[Check your understanding]
• A. From the short-story reviews, copy the passage starting at "Sunday, April 19, 2020" and ending at "the author was.".
• B. Translate this sentence from the short-story reviews into Spanish: "The virus, out of curiosity, tries to discover the killer."
• C. According to the short-story reviews, what narrates the very first story in Crossing Borders?

Sunday, April 26, 2020

One Flu Over the Cuckoo's Nest, by Kathy Krevat

"One Flu Over the Cuckoo's Nest," by Kathy Krevat, in Crossing Borders, edited by Lia Brackmann and Matt Coyle, Down and Out Books, 2020.

Timing is everything, so they say.

I'm sure the editors and author of this book had no idea what was heading at them when this book came out in February.  You see, the narrator of the very first story is a sentient virus.  Specifically an influenza bug.

The virus travels to a nursing home because it is scheduled to kill an old woman who lives there, but someone has already done that.  The virus, out of curiosity, tries to discover the killer.  It has certain abilities: like a lie detector machine it can detect changes in body patterns that might indicate deception.  And it can influence people in subtle ways...

A truly unusual story.

Sunday, April 19, 2020

Free Man in Paris, by Brendan DuBois

"Free Man in Paris," by Brendan DuBois, in The Beat of Black Wings, edited by Josh Pachter, Untreed Reads, 2020.

On occasion I have judged contests which involved reading stories without knowing the identity of the author.  Reading this one, I wondered if my experience would have been different if I hadn't known who the author was.

The reason?  Well here is the first sentence:

Since Sloan's retirement, he has spent his fall and winter months in a remote villa in the village of Ilse-Sur-La-Sorgue in Provence in the south of France, and the spring and summer months in a comfortable and well-hidden flat in Paris.

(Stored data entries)

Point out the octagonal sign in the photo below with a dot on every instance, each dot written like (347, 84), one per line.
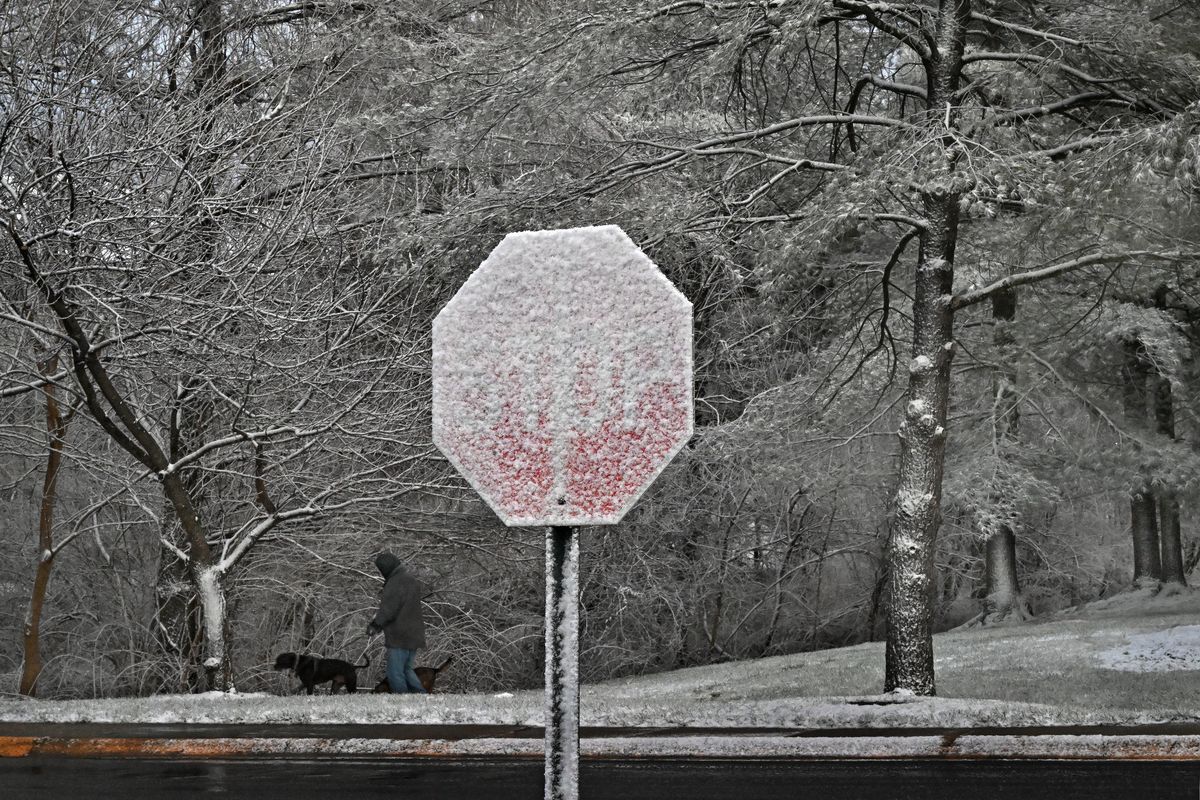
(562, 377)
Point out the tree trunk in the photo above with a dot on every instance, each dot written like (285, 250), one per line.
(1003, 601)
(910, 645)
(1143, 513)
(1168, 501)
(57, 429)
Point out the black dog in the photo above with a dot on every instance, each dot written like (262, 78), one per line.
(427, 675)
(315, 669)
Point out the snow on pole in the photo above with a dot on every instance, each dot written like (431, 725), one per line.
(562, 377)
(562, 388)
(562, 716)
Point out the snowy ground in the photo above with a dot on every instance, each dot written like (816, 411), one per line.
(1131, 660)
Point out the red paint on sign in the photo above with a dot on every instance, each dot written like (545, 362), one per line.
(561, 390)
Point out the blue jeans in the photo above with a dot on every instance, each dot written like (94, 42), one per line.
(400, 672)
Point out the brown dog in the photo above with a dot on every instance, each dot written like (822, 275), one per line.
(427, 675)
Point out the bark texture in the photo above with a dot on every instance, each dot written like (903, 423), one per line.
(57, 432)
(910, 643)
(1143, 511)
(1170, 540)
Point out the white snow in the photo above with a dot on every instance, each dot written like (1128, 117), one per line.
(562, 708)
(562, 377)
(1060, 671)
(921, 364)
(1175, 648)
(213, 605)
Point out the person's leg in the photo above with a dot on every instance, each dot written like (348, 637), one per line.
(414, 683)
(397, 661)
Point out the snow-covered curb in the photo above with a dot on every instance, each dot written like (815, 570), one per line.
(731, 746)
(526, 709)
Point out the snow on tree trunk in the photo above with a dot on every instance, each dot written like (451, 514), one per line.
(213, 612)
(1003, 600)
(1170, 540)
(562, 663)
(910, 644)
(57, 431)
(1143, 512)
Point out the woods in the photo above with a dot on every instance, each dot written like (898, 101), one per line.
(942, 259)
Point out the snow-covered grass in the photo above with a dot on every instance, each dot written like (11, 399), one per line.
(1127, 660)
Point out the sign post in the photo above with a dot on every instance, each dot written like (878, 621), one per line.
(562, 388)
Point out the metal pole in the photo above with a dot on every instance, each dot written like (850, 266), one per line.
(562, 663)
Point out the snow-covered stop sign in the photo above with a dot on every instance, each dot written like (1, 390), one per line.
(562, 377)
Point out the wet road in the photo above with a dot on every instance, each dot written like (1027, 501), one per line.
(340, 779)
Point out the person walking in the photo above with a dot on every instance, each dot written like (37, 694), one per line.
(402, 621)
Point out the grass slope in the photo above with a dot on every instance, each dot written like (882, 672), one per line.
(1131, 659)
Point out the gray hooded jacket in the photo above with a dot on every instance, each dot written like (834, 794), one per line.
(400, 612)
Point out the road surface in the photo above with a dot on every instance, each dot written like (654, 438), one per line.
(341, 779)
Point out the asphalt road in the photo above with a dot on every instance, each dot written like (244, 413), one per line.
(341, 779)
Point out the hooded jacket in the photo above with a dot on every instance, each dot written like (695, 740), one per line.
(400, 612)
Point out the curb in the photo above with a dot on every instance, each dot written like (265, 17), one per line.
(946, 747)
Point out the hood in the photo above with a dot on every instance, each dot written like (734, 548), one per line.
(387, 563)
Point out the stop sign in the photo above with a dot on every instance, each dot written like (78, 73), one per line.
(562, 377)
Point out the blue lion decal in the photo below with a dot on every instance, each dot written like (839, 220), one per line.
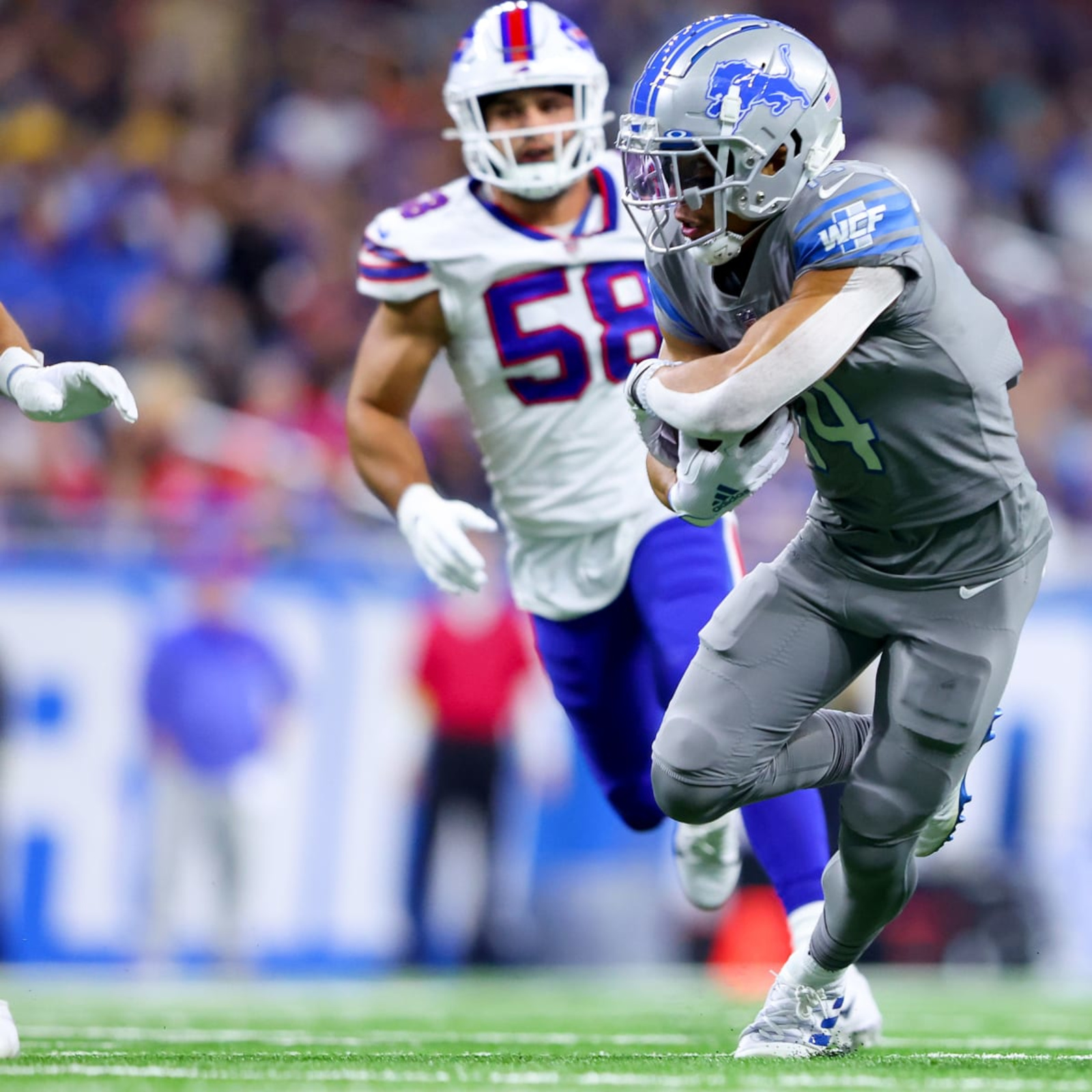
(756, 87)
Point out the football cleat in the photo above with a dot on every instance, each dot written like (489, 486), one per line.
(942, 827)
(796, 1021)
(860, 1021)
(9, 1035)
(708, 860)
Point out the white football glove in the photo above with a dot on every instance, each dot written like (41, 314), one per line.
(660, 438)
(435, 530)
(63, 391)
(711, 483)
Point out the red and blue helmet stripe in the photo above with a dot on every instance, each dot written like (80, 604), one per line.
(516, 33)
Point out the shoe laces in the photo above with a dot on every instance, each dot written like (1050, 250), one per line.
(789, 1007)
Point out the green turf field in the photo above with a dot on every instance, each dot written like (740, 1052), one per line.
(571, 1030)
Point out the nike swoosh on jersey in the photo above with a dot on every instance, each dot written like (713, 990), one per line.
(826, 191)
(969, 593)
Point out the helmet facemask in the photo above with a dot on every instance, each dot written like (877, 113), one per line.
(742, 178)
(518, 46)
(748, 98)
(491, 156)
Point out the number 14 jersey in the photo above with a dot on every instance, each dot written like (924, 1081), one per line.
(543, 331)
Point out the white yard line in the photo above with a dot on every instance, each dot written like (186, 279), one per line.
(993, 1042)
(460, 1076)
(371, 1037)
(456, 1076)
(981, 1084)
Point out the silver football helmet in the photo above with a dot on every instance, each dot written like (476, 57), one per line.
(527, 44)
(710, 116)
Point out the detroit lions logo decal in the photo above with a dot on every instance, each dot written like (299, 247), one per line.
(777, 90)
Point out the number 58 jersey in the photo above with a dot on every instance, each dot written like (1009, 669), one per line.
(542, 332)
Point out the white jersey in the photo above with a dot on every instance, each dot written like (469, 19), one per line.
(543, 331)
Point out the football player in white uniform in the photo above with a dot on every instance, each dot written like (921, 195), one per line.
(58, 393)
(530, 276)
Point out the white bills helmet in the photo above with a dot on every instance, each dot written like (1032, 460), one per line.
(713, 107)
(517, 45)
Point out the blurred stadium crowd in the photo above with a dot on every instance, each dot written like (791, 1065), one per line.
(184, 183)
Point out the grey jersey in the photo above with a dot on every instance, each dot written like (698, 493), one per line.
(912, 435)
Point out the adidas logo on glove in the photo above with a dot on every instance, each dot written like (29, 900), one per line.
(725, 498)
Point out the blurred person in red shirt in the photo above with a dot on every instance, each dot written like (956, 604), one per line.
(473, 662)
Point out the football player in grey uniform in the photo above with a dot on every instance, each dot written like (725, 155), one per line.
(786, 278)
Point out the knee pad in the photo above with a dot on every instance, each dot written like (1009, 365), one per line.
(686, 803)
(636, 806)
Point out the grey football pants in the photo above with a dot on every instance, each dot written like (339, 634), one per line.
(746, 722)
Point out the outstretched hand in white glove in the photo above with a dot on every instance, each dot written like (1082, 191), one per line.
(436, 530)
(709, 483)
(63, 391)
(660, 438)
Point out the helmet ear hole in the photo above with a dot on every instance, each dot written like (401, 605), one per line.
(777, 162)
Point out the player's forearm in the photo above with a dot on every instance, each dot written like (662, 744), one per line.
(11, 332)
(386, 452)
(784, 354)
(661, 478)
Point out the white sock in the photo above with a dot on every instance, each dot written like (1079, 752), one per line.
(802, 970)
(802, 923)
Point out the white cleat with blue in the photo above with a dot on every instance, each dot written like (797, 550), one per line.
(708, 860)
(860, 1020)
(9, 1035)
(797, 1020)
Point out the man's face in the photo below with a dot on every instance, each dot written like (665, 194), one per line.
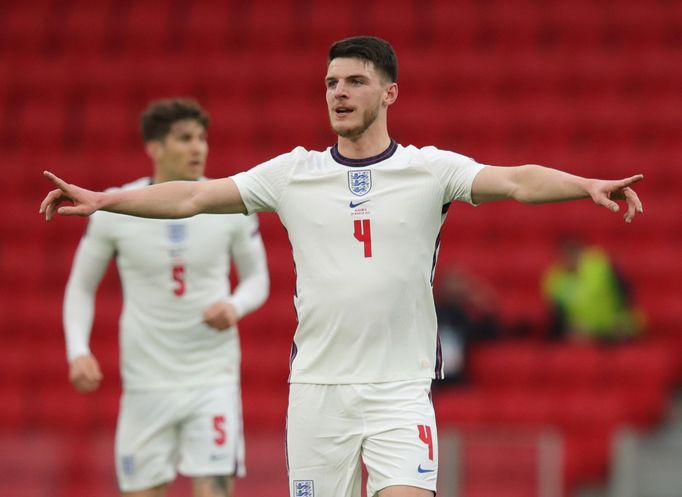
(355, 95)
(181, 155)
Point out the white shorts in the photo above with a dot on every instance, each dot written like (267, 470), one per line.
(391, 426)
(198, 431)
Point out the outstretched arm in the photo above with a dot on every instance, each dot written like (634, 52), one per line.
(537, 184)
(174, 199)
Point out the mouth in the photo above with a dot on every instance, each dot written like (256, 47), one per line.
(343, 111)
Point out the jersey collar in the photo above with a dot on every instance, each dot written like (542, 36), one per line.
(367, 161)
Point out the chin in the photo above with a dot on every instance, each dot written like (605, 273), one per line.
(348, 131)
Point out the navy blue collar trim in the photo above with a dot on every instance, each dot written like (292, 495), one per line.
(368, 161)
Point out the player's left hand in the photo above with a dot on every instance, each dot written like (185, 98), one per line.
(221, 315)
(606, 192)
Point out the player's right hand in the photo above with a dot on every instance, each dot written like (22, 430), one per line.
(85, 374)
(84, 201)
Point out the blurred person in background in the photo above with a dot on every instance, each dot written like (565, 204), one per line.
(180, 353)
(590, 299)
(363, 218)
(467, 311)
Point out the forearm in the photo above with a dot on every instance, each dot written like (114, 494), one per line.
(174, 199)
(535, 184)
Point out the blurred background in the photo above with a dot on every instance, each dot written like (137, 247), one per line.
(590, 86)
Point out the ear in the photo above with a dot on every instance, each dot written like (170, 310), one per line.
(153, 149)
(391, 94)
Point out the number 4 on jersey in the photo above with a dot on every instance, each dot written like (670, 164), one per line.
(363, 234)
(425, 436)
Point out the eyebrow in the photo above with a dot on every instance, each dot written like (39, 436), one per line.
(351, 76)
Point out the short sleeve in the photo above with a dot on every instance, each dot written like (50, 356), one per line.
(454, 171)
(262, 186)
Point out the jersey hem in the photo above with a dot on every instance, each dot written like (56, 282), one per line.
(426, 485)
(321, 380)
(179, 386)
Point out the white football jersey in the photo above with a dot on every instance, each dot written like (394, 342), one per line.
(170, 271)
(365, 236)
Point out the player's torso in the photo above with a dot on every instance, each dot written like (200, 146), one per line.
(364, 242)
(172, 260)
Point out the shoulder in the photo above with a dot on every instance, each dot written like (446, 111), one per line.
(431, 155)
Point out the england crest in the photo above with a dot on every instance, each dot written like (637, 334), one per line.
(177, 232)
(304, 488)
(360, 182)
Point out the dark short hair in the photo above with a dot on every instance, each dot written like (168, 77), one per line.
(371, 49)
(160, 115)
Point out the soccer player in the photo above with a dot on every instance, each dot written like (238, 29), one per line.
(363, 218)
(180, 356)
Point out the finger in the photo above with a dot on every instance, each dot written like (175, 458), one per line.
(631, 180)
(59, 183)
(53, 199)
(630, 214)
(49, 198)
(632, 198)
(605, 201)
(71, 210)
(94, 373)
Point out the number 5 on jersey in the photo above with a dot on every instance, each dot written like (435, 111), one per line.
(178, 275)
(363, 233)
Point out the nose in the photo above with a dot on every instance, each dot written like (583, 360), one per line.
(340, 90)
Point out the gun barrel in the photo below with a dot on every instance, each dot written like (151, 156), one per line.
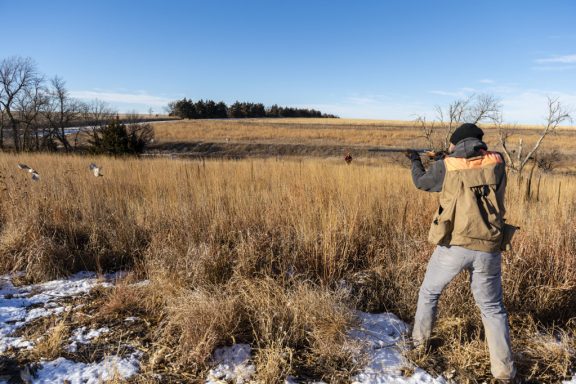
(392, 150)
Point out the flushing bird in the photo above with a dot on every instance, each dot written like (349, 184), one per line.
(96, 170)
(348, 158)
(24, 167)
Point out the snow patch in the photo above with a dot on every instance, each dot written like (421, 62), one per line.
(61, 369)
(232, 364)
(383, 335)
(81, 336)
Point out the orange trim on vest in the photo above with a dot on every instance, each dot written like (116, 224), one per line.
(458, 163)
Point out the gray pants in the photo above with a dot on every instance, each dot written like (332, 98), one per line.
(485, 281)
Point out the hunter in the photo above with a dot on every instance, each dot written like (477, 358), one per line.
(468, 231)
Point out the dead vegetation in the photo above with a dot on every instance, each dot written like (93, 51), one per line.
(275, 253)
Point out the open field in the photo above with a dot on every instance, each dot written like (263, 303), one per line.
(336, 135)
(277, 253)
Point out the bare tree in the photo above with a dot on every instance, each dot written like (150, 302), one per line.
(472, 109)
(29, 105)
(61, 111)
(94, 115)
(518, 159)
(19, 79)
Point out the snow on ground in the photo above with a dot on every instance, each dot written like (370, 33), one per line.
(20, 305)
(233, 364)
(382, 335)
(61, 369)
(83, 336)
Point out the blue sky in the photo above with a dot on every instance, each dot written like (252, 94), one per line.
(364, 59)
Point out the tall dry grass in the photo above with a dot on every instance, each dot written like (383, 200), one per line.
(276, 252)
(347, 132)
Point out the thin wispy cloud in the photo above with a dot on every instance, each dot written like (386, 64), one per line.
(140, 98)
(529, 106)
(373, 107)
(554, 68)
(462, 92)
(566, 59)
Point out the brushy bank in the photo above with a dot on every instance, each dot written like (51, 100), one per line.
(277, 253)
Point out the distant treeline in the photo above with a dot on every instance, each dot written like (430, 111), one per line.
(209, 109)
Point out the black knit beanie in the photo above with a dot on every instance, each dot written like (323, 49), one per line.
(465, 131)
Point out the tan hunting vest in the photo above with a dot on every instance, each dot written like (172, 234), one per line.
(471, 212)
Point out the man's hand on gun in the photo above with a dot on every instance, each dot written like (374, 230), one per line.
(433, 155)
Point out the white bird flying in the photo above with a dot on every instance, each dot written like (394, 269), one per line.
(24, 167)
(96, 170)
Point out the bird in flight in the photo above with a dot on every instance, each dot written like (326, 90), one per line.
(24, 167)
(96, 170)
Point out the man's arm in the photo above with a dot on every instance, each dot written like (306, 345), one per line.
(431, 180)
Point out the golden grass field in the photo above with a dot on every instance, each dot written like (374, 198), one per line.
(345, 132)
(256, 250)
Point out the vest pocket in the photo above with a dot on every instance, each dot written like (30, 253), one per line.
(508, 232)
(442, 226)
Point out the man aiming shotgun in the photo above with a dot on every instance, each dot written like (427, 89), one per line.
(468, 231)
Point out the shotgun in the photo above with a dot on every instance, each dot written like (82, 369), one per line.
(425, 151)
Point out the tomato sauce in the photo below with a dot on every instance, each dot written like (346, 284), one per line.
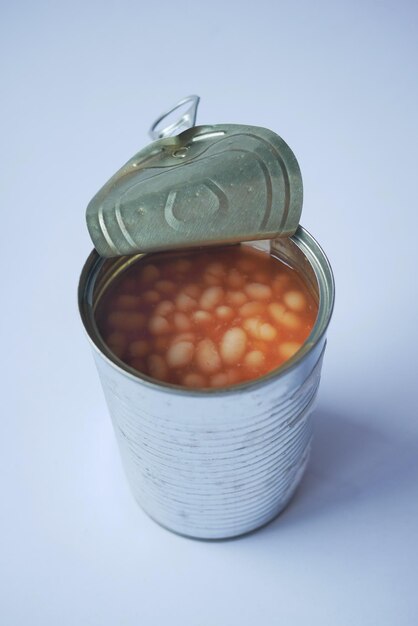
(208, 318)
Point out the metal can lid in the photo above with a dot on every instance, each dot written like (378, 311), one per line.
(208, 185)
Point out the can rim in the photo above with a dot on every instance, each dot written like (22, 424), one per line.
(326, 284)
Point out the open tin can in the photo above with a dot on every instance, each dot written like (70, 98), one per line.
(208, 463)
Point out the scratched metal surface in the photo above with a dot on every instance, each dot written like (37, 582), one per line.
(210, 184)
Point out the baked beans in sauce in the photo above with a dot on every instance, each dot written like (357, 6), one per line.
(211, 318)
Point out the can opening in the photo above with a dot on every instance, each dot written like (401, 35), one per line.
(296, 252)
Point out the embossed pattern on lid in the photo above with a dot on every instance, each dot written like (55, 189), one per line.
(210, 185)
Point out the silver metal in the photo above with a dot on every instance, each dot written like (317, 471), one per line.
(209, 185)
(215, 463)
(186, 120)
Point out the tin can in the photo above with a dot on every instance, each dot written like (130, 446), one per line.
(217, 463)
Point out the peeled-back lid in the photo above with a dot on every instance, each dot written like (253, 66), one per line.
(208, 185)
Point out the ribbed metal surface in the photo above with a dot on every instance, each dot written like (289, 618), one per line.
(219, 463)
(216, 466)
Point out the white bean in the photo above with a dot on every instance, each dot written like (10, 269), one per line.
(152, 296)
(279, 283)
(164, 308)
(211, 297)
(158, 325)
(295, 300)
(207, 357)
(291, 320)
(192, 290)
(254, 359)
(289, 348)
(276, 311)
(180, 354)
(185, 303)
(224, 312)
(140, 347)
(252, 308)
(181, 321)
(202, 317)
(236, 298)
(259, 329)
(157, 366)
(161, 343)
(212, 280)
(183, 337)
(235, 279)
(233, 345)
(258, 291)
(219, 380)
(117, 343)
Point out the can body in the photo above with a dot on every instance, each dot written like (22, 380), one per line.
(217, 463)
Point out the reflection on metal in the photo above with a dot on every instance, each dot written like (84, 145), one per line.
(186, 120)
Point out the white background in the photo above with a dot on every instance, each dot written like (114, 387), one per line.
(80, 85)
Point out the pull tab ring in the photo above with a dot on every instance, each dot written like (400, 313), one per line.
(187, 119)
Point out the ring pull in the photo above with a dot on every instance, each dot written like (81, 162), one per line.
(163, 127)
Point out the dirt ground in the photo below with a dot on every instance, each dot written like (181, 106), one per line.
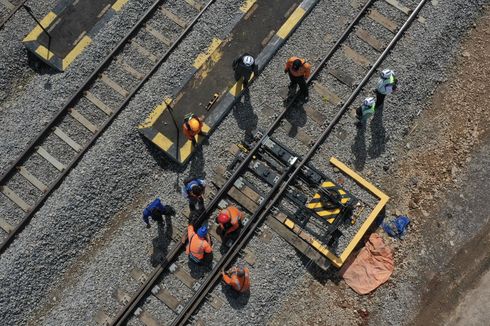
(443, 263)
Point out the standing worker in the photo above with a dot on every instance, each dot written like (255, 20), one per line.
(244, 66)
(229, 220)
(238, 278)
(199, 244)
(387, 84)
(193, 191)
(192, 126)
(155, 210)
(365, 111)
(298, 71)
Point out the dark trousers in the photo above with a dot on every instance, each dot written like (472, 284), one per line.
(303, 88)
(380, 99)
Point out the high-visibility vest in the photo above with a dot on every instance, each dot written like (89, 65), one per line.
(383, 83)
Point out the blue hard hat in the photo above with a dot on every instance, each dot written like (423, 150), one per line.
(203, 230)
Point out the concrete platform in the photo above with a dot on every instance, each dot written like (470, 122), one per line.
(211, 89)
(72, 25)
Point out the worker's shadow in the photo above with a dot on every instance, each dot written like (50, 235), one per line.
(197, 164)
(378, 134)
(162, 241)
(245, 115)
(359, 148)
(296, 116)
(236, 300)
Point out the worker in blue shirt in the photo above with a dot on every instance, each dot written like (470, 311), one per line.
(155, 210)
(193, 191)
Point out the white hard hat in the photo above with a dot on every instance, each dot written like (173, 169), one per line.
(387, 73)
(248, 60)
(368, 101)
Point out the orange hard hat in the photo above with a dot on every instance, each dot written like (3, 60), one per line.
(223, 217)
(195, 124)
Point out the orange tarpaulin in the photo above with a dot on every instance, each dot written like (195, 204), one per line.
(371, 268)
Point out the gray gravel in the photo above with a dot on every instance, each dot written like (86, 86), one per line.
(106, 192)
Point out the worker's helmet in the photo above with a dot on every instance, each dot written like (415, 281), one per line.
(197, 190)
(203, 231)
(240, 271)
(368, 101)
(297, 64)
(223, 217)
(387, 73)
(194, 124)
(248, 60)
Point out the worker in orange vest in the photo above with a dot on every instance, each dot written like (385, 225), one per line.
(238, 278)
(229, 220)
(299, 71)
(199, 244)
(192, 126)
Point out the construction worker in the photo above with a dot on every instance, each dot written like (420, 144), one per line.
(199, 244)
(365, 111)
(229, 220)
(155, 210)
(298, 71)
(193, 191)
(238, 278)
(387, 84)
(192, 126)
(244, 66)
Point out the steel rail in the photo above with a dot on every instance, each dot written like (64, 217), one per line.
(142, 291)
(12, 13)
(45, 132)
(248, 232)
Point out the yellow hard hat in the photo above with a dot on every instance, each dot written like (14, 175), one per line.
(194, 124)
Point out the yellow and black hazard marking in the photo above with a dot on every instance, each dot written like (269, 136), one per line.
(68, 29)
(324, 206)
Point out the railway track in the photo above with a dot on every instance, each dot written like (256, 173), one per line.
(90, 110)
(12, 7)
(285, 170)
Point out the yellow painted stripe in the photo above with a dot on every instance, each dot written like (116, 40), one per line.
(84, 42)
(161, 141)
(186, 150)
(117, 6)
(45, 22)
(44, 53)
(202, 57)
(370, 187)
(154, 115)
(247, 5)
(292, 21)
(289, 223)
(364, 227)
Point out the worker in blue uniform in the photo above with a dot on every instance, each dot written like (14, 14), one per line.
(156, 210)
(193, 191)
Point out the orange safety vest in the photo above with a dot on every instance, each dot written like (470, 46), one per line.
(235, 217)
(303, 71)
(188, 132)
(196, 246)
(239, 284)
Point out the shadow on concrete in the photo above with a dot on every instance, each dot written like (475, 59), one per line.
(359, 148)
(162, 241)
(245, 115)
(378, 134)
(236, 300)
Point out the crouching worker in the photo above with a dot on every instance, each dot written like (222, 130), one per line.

[Solutions for each task]
• A.
Sunday, April 19, 2020

Free Man in Paris, by Brendan DuBois

"Free Man in Paris," by Brendan DuBois, in The Beat of Black Wings, edited by Josh Pachter, Untreed Reads, 2020.

On occasion I have judged contests which involved reading stories without knowing the identity of the author.  Reading this one, I wondered if my experience would have been different if I hadn't known who the author was.

• B. El virus, por curiosidad, intenta descubrir al asesino.

• C. A sentient influenza virus.